Source records:
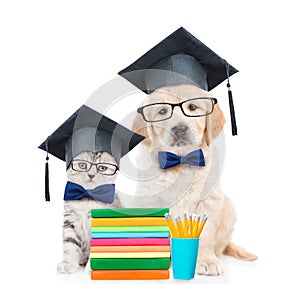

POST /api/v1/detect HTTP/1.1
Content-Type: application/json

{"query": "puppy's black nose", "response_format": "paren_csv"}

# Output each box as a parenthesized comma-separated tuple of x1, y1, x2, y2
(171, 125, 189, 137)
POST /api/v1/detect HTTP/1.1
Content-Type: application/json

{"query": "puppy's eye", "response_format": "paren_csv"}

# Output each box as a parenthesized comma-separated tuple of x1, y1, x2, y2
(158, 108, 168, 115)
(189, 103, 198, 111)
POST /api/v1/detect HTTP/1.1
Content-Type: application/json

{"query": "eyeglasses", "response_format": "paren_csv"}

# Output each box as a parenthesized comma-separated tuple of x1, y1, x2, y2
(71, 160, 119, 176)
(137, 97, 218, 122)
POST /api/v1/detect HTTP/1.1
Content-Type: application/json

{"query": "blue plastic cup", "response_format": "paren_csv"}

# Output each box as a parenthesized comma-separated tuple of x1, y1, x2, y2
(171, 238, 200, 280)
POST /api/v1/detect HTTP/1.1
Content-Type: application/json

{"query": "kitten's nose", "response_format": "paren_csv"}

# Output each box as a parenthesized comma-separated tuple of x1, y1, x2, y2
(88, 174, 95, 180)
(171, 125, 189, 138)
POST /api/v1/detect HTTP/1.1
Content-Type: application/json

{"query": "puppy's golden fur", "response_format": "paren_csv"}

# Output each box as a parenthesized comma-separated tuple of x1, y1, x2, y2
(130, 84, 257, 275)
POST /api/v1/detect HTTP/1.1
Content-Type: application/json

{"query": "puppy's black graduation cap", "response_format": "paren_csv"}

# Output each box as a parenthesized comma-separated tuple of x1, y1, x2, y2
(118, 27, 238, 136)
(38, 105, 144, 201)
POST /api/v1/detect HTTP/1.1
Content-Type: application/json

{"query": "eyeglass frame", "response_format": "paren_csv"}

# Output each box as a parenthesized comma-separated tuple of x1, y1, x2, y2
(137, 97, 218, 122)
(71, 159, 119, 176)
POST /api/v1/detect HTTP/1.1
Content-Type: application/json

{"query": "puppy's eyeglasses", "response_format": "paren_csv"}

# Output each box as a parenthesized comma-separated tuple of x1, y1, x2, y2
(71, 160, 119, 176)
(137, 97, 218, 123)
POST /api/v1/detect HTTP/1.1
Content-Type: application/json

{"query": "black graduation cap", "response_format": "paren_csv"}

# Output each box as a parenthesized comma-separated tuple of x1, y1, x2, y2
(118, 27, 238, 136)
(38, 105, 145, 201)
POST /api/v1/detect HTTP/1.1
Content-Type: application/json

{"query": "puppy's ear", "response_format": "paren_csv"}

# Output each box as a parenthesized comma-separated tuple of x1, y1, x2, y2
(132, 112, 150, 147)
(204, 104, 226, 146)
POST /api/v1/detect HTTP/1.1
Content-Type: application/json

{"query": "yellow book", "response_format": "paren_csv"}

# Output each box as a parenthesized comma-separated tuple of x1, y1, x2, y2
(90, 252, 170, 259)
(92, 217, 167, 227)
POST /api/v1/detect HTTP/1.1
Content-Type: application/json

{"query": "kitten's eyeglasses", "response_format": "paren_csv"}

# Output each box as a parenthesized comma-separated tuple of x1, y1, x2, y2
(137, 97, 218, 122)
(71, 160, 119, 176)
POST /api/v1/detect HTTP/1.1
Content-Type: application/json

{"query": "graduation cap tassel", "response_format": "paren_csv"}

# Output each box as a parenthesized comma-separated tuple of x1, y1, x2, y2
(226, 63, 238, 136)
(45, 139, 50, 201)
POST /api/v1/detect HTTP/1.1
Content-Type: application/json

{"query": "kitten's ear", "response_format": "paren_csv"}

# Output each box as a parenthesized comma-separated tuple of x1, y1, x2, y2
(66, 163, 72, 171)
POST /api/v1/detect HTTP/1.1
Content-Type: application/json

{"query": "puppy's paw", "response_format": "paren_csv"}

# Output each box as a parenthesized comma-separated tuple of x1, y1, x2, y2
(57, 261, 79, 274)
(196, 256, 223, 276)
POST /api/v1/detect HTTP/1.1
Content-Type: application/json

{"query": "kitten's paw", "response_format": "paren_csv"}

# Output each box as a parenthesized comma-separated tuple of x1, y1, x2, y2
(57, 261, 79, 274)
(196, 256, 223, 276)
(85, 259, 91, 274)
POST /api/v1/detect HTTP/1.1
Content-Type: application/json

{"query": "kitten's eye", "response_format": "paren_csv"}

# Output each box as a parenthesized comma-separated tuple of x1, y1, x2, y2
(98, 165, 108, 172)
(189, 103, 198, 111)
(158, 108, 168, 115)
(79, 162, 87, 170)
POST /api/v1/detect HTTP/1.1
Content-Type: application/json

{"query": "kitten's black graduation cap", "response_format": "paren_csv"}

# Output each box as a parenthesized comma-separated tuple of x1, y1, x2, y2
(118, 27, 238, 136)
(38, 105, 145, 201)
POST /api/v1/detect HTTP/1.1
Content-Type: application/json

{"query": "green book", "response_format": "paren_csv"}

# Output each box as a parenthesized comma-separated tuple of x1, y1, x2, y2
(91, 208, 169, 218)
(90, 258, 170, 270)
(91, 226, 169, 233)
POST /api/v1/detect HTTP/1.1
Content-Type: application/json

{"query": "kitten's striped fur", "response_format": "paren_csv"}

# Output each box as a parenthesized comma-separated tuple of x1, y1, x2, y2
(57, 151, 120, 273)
---
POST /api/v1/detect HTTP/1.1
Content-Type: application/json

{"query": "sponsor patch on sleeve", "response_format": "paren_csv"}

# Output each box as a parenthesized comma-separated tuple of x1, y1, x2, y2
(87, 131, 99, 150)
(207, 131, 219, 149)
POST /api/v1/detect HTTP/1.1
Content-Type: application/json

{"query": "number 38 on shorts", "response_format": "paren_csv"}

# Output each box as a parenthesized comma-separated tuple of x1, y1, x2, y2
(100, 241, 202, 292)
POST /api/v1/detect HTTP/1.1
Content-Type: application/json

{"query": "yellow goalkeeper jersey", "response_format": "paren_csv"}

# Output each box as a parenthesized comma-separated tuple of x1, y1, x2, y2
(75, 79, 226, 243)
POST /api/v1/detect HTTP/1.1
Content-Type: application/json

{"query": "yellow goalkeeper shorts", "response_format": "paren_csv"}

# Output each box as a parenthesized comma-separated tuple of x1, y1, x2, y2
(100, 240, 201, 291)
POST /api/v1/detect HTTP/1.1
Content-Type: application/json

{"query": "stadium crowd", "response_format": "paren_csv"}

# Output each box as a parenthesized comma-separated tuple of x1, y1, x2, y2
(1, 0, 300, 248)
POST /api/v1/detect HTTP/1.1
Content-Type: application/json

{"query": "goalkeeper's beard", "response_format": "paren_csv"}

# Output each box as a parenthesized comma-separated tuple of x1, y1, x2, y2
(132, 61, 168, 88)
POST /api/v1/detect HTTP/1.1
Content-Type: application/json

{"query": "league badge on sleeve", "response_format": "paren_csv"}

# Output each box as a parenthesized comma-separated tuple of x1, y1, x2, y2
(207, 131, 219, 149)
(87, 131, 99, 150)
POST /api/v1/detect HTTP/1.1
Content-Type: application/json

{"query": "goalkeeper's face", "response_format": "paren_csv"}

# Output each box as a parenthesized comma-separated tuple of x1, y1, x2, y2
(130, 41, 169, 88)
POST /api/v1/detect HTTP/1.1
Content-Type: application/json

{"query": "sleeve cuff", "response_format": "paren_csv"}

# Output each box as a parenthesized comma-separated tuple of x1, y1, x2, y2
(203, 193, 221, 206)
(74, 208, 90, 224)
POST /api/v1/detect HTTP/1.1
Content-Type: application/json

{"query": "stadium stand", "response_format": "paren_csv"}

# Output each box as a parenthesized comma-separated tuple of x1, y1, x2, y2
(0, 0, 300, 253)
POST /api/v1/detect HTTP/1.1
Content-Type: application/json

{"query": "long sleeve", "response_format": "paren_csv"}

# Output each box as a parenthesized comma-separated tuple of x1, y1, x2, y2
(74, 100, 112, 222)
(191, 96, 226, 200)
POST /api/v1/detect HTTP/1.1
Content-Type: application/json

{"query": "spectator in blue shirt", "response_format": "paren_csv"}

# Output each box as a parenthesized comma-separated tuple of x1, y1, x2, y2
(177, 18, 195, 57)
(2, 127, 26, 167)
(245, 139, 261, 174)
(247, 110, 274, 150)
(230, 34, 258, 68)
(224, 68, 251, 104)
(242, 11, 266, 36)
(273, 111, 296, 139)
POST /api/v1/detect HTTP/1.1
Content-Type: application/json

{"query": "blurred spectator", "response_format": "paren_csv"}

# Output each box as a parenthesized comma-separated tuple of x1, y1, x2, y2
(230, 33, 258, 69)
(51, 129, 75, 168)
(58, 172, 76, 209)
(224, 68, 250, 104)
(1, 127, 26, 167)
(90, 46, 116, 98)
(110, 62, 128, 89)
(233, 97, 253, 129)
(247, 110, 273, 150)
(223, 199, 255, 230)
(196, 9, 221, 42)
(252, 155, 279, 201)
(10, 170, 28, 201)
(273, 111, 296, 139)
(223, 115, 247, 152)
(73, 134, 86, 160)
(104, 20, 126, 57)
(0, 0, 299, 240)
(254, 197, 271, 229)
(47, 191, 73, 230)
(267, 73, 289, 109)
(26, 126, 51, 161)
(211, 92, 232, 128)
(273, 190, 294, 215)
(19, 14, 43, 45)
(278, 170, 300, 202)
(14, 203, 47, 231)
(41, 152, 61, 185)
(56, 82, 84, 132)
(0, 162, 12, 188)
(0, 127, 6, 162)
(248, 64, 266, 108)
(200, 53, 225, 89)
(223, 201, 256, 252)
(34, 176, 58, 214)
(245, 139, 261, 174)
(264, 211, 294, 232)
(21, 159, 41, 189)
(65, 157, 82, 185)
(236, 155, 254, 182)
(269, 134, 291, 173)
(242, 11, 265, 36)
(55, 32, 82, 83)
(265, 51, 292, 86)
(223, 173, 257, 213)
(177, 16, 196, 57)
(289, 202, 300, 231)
==
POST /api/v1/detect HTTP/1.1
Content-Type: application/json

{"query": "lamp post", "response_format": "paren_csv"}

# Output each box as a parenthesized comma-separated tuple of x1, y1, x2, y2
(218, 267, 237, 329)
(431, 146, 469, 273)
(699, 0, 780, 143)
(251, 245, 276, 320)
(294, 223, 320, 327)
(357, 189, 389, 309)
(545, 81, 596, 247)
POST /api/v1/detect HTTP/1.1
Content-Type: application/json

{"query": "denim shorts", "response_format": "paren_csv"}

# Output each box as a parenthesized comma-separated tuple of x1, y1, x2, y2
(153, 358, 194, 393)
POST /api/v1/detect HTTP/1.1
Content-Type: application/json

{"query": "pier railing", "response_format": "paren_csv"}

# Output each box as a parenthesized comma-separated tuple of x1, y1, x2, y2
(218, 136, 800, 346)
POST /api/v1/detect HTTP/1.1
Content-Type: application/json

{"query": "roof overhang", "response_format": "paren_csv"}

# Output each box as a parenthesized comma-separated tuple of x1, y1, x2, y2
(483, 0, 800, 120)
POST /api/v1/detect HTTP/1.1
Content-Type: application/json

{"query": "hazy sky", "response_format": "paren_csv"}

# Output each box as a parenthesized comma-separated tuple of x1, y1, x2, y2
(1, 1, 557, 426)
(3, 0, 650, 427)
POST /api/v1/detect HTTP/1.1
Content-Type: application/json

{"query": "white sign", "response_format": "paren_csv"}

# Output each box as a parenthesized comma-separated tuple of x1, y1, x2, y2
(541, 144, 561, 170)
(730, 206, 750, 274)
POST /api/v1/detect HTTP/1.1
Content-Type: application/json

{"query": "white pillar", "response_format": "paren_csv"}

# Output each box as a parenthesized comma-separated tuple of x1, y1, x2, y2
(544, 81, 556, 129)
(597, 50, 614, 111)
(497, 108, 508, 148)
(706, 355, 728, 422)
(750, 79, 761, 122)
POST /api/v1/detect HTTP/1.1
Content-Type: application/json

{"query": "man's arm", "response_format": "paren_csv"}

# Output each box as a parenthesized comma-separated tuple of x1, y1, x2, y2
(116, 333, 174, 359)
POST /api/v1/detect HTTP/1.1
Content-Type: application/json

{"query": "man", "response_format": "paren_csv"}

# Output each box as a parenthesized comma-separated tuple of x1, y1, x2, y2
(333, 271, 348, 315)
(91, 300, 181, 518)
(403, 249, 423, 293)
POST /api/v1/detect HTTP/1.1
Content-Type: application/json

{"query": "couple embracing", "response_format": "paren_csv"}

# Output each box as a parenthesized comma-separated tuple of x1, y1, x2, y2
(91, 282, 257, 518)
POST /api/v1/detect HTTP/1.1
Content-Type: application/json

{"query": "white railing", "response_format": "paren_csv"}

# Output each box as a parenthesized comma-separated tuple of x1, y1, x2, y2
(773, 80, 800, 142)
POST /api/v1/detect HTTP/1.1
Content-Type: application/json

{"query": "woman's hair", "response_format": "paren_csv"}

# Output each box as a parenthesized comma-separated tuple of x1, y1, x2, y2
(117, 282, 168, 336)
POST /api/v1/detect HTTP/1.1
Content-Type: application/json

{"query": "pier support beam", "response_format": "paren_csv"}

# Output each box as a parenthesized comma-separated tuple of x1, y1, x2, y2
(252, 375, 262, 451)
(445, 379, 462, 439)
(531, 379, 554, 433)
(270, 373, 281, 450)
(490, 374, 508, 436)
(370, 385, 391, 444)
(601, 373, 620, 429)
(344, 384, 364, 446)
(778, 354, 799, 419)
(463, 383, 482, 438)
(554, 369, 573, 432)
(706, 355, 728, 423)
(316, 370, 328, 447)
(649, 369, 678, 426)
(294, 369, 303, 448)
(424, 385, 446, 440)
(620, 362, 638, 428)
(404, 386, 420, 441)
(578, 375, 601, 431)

Required work: Reproduce each line of the records in which the word "stadium" appears.

Answer box:
{"query": "stadium crowd", "response_format": "paren_csv"}
{"query": "stadium stand", "response_format": "paren_csv"}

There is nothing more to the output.